# Painting Kitchen Cabinet Color Ideas - Help!



## JLSchultz3172

Hi,

I really need help choosing a color to paint my kitchen cabinets. I will try to get a picture of what I currently up soon! 

I have apple theme now that I can't stomach anymore. My house is over 100 years old with dark wood cabinets and trim (around windows, doors and base). I'd like to keep the trim as is. I don't have money to change everything so I thought paint for the cabinets would be the cheapest fix. I was thinking of a Sherwin Williams Practical Beige or Simply Beige color but I really can't find too many pictures of cabinets painted in beige and I'm a bit nervous to try it. My counter tops are laminate with a beige/tan/white spec, you see more color then white and my appliances are bisque. Hoping to change the floors but for now, the floors are vinyl in a cream color with a swirl of copper/reddish (very light color, hard to describe). I'm planning on keeping the bronze/antique looking hardware on the cabinets. Some walls are antique white painted over paneling, yeah I know what your thinking, painted paneling yuk but it is what it is. One wall is wallpaper and border with a chair rail which will be coming down so I will also need help selecting colors for it. I was thinking if I paint the cabinets a beige, paint all walls antique white and a darker color for the half wall with the chair rail but it needs to tie in with the darker wood trim and possibly a red/rust color between cabinets and counters where a back splash should go. Trim has a red/brown tone to it if that makes sense. Any suggestions?


----------



## idealady

*painting kitchen cabinets*

It's a lot easier to change accessories than it is to repaint cabinets, so going with a neutral, such as white, beige or black will give you some wiggle room if you decide to change your color scheme in the future. My best suggestion for color is to find a piece of fabric, wallpaper or scrapbook paper that contains the colors or feel you are going for and use it for your inspiration. In most cases the background is a neutral. 

As for painted paneling, sometimes it's the best option, especially in older homes. Your house probably has plaster walls, and after 100 years of wear and tear, the wall behind the paneling may not be so great. You can sand the paneling, prime it and repaint it. I've successfully painted paneling, but it requires good prep. The same goes for the cabinets. Clean, sand, and prime before painting.

Good Luck and post pictures!

▸ **Task requirements**:
**a.** In the forum thread on painting kitchen cabinets, rewrite the passage from "# Painting Kitchen" to "currently up soon!", swapping "picture" for "photo".
**b.** Carry on the forum thread on painting kitchen cabinets from the point where it ends.
The listing comes from a different source than the forum thread above.

▸ **Data extract**:
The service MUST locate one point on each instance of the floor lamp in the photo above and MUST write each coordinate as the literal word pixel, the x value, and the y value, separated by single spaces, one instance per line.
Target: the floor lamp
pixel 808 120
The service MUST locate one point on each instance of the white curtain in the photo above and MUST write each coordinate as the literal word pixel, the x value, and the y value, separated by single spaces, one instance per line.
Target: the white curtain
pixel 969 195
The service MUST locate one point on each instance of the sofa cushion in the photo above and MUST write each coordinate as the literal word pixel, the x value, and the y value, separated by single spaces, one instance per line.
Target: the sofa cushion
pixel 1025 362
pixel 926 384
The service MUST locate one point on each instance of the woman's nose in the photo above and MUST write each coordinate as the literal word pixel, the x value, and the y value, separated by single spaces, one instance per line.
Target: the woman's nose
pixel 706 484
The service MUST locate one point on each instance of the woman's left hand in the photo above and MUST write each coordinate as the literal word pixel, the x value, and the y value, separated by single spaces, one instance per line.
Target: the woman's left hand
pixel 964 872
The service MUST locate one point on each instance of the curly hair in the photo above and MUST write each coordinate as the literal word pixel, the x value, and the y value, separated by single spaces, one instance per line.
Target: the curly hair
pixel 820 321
==
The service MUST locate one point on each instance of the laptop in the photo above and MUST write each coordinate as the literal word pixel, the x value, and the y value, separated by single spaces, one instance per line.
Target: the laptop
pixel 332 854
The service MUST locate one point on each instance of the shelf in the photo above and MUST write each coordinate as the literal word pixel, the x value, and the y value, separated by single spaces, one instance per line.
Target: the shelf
* * *
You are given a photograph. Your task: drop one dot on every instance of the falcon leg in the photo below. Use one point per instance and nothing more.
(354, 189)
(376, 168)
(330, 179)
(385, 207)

▸ **Responses to the tasks**:
**a.**
# Painting Kitchen Cabinet Color Ideas - Help!



## JLSchultz3172

Hi,

I really need help choosing a color to paint my kitchen cabinets. I will try to get a photo of what I currently up soon!

**b.**
----------



## golfgirl

I agree on choosing an inspiration (fabric, rug or picture) and going from there. You already have lots of the same beige colors with your counters and flooring and then antique white walls. I don't think I would add beige by painting the cabinets that color too. If they are nicked and scratched, you could refinish them. If you really want a change, you could paint the cabinets bright white, as that is always in style. I think I would do that but that is what I would like as dark wood cabinets are not normally my choice. You could paint your upper walls a light warm beige (maybe a historic beige) with a red or dark warm tan under the stained chair rail trim. Both your cabinets and dark trim would both pop either way but it really depends on how much dark or light you want in the room. If you chose to paint your lower wall a reddish tone, it would pull in the slight coloring in your floor. No matter what, I would pull the lower wall color up to the backsplash area, what ever color you chose. The color of your accessories such as towels or appliance covers if you have them, would be whatever is also in your inspiration piece. My inspiration piece for my kitchen is my wool latch hook rug. It has black, red, green, yellow and white in a chef theme. Just change the tablecoth and towels in those colors to go with the seasons.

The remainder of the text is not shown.